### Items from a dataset
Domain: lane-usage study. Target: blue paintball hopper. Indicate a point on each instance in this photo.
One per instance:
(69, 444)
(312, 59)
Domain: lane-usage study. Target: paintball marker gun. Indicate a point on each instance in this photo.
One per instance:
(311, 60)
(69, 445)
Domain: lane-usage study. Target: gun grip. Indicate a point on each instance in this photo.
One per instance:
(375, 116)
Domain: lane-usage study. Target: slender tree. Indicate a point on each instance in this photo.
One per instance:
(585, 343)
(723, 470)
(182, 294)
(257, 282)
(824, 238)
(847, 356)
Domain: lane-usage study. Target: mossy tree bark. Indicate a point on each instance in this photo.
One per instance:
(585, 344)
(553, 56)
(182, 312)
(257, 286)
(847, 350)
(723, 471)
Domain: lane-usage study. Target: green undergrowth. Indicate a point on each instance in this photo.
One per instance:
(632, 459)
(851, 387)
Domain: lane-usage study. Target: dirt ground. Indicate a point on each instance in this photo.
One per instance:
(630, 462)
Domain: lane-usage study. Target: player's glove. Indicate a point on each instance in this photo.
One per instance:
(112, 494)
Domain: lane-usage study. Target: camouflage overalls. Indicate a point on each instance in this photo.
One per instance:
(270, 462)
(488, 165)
--
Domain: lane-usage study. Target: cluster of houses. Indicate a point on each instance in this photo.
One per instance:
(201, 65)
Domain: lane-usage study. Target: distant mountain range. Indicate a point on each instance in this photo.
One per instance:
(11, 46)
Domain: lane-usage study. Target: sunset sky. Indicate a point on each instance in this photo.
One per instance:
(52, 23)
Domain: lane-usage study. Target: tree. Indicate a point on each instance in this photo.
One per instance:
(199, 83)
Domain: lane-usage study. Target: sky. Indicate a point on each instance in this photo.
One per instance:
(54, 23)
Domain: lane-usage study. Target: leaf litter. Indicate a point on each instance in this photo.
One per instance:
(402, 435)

### Exercise requirements
The lines you need are those with the word "paintball"; list them from the entries.

### Reply
Domain: lane-usage study. Target: blue paintball hopper. Indicate a point on each instance in this photo.
Domain: lane-usage study. Target: paintball marker gun. Indicate a point on each instance in this photo.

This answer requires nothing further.